## [Aim of the exercise]
Give the records back in full, exactly as they read.

## [Records shown]

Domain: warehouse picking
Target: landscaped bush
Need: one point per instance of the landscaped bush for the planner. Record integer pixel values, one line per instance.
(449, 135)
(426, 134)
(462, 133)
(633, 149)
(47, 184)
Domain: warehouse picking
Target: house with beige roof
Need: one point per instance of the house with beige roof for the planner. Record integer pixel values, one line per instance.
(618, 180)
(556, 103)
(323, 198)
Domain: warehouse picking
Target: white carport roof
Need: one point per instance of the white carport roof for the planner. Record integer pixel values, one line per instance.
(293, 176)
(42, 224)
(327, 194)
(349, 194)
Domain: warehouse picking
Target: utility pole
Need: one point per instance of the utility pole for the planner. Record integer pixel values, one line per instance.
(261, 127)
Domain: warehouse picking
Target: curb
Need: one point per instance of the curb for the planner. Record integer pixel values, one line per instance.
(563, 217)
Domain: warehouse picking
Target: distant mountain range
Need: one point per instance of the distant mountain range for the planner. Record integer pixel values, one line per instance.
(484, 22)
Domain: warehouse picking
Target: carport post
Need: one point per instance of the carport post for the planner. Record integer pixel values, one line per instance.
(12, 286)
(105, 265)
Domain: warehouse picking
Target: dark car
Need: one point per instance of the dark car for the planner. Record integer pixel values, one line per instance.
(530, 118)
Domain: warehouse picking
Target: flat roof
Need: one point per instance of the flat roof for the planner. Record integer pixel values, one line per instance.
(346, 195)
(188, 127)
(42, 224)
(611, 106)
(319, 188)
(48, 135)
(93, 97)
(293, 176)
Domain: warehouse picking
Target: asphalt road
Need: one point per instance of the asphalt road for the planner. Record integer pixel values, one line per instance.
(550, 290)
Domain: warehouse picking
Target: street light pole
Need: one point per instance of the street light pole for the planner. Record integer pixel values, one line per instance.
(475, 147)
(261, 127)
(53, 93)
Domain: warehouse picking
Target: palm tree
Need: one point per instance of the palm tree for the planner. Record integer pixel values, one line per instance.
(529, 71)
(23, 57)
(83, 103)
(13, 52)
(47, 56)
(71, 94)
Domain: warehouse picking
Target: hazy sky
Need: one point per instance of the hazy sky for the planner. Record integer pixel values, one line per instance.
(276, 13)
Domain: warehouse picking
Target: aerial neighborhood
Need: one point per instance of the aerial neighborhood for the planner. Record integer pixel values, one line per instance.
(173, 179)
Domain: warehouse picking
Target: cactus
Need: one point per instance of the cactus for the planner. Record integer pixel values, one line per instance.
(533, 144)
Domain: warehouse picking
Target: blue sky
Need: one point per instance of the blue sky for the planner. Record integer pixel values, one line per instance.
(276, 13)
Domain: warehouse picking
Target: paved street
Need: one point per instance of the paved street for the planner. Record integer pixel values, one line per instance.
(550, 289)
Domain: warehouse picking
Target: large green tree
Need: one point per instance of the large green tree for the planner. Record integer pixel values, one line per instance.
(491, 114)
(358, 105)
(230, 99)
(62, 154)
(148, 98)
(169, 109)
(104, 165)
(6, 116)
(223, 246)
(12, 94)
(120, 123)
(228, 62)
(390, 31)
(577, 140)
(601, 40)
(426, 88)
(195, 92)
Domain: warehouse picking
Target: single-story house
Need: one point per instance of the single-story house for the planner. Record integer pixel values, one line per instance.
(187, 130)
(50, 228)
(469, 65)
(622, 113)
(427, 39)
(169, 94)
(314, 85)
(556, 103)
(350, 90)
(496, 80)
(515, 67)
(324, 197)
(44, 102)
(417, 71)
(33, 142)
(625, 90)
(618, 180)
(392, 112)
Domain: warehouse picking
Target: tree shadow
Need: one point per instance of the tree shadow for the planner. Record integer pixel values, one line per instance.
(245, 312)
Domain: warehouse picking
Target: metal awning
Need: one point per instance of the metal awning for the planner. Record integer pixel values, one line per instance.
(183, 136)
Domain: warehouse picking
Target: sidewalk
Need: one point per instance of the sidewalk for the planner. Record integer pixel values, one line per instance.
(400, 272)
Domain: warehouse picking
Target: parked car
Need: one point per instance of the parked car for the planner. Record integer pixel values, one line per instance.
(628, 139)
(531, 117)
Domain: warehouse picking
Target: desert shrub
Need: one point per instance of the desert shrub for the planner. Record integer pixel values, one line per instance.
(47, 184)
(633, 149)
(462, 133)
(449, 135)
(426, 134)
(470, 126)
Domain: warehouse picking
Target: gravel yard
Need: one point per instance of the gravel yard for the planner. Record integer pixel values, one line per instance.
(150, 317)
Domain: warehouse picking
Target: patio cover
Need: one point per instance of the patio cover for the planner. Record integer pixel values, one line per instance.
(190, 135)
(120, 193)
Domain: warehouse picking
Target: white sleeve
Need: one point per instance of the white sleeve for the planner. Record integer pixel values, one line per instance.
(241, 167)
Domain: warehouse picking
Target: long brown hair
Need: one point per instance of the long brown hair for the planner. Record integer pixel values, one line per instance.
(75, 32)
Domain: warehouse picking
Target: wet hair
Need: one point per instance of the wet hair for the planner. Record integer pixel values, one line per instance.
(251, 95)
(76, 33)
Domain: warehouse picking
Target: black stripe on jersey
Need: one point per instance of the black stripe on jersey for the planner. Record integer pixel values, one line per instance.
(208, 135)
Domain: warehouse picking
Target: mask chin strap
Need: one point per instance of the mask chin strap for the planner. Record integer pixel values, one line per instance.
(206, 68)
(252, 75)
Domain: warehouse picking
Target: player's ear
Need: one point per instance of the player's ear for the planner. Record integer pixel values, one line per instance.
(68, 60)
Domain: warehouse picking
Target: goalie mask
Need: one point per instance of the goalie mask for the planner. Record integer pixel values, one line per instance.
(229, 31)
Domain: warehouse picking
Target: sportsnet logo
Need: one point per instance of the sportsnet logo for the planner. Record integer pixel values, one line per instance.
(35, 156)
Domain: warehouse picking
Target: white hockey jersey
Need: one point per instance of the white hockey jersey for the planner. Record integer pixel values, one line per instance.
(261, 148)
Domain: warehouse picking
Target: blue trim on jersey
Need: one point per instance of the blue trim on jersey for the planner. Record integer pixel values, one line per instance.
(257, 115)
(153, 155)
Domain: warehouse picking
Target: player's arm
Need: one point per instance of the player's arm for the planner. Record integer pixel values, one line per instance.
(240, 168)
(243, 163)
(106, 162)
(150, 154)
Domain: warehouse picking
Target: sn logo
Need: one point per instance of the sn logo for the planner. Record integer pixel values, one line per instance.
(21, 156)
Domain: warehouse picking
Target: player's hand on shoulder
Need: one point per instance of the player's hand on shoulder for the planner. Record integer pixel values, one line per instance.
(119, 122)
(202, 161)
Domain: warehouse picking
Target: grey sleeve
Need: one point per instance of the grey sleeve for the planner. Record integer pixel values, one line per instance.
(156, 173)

## [Finished exercise]
Domain: warehouse picking
Target: landscaped bush
Need: one point per instance of the landscaped bush for the planner. Record integer pixel values, one line per instance.
(449, 135)
(426, 134)
(462, 133)
(633, 149)
(47, 184)
Domain: warehouse picking
Target: house with beige roof
Need: one point per instance of the house with beige roof for the planner. Record integer pixel values, one line per instance.
(618, 180)
(556, 103)
(323, 198)
Domain: warehouse picking
Target: white carport roof
Need: one point per instance of the white carport roof for the planner. Record integer pixel values, one line per instance.
(293, 176)
(42, 224)
(327, 194)
(349, 194)
Domain: warehouse picking
Target: utility pole
Need: one point per instance of the utility pole for the planner. Record integer pixel values, one line per instance.
(261, 127)
Domain: warehouse picking
Target: curb
Need: one point per instance of the curb for the planner. Record integer pixel values, one line per instance.
(563, 217)
Domain: warehouse picking
Target: distant mountain range
Need: one point per instance of the distant mountain range for the planner. Record integer pixel values, one line per instance.
(484, 22)
Domain: warehouse picking
Target: carport post
Need: one point per instance of the carport post for the planner. Record integer pixel values, one line per instance.
(12, 286)
(105, 265)
Domain: warehouse picking
Target: dark car
Need: one point per instance of the dark car for the planner. Record integer pixel values, one line per instance.
(530, 118)
Domain: warehouse picking
Target: flat roof
Need: one point per instance of the flat roof for the planner. Record integer pixel values, one line per instance.
(346, 195)
(188, 127)
(42, 224)
(611, 106)
(319, 188)
(48, 135)
(93, 97)
(293, 176)
Domain: warehouse picking
Target: asphalt road
Need: one point per instance of the asphalt road for the planner. Record integer pixel values, one line per instance.
(550, 290)
Domain: warehouse picking
Target: street light pole
Need: one point per instance of the street light pole for the planner. Record integer pixel values, one line per instance.
(475, 147)
(261, 127)
(53, 93)
Domain: warehouse picking
Target: palm tree
Need: one point per instance of the palm tree for the planner. Record integer pixel values, one line per instance.
(529, 71)
(23, 57)
(83, 103)
(13, 52)
(47, 56)
(71, 94)
Domain: warehouse picking
Target: hazy sky
Need: one point per instance of the hazy sky for the planner. Record integer pixel values, one line per instance.
(276, 13)
Domain: warehouse picking
Target: aerial neighborhood
Need: one point per instance of the aerial neighborhood for the planner. Record integer pixel values, one line per instance.
(173, 179)
Domain: warehouse picking
Target: cactus
Need: one point per instance of the cactus for the planner. Record integer pixel values, one line per instance.
(533, 144)
Domain: warehouse picking
Target: blue sky
Need: one point per instance of the blue sky for the planner. Record integer pixel values, one line per instance.
(276, 13)
Domain: warehouse picking
Target: paved street
Need: one point per instance of the paved street for the planner. Record integer pixel values, one line per instance.
(550, 289)
Domain: warehouse picking
Target: large green tree
Need: one point per instance of the large green tree for the planner. Record integer pixel values, one line per instance.
(491, 114)
(358, 105)
(230, 99)
(62, 154)
(148, 98)
(169, 109)
(104, 165)
(6, 116)
(223, 246)
(12, 94)
(120, 123)
(228, 62)
(390, 31)
(577, 140)
(601, 40)
(426, 88)
(195, 92)
Domain: warehouse picking
Target: single-story house
Need: one point per instance of the single-story house for the planner. Record integer pixel values, one line per instance.
(187, 130)
(50, 228)
(469, 65)
(622, 113)
(427, 39)
(169, 94)
(314, 85)
(556, 103)
(350, 90)
(496, 80)
(515, 67)
(324, 197)
(44, 102)
(417, 71)
(33, 142)
(625, 90)
(618, 180)
(392, 112)
Domain: warehouse picking
Target: tree shadow
Need: one point per instance of the tree shadow for the planner. Record integer pixel values, one line per instance.
(245, 312)
Domain: warehouse picking
Target: metal awning
Need: one point per instance of the metal awning for the planner. Record integer pixel values, one line per instance.
(183, 136)
Domain: warehouse picking
Target: sidewalk
Need: one point per instance of the sidewalk for the planner. Record integer pixel values, one line per instance.
(400, 272)
Domain: warehouse picking
Target: parked car
Need: one point per instance of the parked car for the planner. Record integer pixel values, one line per instance.
(628, 139)
(531, 117)
Domain: warehouse picking
Target: desert shrub
Need: one point per instance of the desert shrub for the planner. Record integer pixel values, one line per instance.
(47, 184)
(633, 149)
(462, 133)
(449, 135)
(426, 134)
(470, 126)
Domain: warehouse picking
Target: gravel yard
Need: one point per instance of the gravel yard for the planner. Record integer pixel values, one line per instance.
(150, 317)
Domain: warehouse picking
Target: patio cover
Need: one point per instance of the patio cover for the planner. Record integer pixel values, one line per instance.
(190, 135)
(120, 193)
Domain: warehouse picking
Target: white sleeve
Need: one point per instance of the white sleeve for the planner. Record integer pixel values, one line per instance.
(241, 167)
Domain: warehouse picking
Target: long brown hair
Need: one point per instance of the long brown hair for the planner. Record integer pixel values, one line per instance.
(75, 32)
Domain: warehouse picking
Target: wet hair
Need: one point per instance of the wet hair for the planner. Record integer pixel values, one line per instance.
(251, 95)
(76, 33)
Domain: warehouse picking
Target: black stripe on jersey
Need: one point per instance of the black stripe on jersey for the planner. Record integer pixel values, one line per instance.
(208, 135)
Domain: warehouse picking
Target: mask chin strap
Need: one point per instance of the mask chin strap for the planner. Record integer pixel values, one line per instance.
(206, 68)
(252, 75)
Domain: warehouse picking
Target: player's ear
Need: one point per instance of the player's ear for the planner. Record integer pixel values, one line per instance.
(68, 60)
Domain: warehouse picking
Target: goalie mask
Need: one point per instance of the goalie mask for the planner. Record integer pixel values, one line per instance.
(229, 31)
Domain: warehouse picking
Target: sportsnet logo
Need: one point per instance of the sportsnet logo for the planner. Record integer pixel values, one line per instance.
(35, 156)
Domain: warehouse picking
Target: white hockey jersey
Need: one point per instance of the white hockey jersey for the planner. Record integer pixel values, one line per instance.
(261, 148)
Domain: warehouse picking
Target: blue trim on jersey
Need: one point per instance of the blue trim on jersey for the planner. Record integer pixel values, one line per instance.
(257, 115)
(153, 155)
Domain: warehouse picking
Target: player's arm
Need: one point per instance of the player's arm for the planner. Record integer pixel values, one line per instance.
(240, 168)
(243, 163)
(106, 162)
(150, 154)
Domain: warehouse picking
Target: sn logo
Need: one point per instance of the sn logo for the planner. Record integer pixel values, one line per instance.
(21, 156)
Domain: warehouse picking
Target: player's hand on shoulder
Need: one point per instance of the player's hand on shoulder for the planner. Record integer pixel values, one line per instance.
(119, 122)
(202, 161)
Domain: warehouse picking
Target: grey sleeve
Need: one point per instance of the grey sleeve for the planner. Record integer pixel values, one line per instance.
(156, 173)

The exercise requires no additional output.